▶ What to work on
Scan the records below for the word "stem". Copy each line where it appears.

**** Data extract

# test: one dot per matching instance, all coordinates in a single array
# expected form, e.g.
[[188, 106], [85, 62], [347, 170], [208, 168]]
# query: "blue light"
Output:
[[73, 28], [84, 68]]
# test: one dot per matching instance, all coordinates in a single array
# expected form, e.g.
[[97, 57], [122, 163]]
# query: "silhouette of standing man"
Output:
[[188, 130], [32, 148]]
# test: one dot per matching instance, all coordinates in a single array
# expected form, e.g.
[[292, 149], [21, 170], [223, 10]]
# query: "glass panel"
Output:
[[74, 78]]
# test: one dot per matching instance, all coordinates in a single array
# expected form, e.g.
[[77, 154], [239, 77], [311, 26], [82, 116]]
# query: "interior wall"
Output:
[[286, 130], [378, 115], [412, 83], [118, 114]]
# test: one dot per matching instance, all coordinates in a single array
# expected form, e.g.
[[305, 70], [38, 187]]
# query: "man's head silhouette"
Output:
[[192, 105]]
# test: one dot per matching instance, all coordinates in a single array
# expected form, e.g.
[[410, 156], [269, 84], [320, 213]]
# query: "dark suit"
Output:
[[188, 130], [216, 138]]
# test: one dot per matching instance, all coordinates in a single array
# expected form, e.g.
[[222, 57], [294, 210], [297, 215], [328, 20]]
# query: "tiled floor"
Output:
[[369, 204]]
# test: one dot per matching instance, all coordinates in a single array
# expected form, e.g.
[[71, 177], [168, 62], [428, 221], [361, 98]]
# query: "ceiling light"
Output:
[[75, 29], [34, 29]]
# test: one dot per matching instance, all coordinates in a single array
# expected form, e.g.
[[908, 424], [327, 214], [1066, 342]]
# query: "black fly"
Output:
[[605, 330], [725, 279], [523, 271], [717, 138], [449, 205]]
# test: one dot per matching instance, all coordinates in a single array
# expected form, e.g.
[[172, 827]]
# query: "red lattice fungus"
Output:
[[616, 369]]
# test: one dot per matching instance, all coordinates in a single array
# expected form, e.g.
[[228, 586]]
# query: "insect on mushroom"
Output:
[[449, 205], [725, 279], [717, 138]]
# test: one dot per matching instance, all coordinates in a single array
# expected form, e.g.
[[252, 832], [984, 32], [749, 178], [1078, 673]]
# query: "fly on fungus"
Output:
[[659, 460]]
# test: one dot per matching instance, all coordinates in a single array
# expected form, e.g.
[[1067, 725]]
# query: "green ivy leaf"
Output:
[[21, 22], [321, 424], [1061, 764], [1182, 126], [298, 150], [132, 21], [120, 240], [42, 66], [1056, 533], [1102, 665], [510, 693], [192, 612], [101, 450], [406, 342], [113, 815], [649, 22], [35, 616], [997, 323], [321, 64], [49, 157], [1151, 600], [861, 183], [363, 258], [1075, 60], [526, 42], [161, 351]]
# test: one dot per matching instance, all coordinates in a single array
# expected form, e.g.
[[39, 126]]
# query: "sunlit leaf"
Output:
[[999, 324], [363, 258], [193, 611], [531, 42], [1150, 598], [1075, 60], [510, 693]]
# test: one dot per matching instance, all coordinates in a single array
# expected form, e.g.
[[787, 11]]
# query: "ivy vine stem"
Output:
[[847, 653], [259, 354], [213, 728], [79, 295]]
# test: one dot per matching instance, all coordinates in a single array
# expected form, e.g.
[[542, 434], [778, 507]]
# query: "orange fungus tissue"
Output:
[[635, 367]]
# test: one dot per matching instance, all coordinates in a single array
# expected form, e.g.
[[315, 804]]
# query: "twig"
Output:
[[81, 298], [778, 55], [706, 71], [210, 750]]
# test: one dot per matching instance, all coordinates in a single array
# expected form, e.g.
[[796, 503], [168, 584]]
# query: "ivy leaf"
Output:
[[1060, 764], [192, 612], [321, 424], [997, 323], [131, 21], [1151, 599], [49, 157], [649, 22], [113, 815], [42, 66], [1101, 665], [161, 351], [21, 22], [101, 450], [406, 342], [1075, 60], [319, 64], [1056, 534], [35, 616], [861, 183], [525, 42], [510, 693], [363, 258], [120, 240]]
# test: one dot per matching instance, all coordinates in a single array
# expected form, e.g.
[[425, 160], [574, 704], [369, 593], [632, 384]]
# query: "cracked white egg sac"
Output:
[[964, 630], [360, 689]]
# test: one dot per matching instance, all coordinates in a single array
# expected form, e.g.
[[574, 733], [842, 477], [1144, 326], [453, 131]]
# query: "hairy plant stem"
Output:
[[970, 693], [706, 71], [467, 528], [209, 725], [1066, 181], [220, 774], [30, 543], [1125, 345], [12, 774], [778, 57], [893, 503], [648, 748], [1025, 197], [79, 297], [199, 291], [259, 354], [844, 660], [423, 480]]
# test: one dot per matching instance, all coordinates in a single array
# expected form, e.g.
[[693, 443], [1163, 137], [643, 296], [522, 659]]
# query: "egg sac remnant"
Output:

********

▶ Answer section
# query: "ivy vine stem"
# query: "hairy plant stem"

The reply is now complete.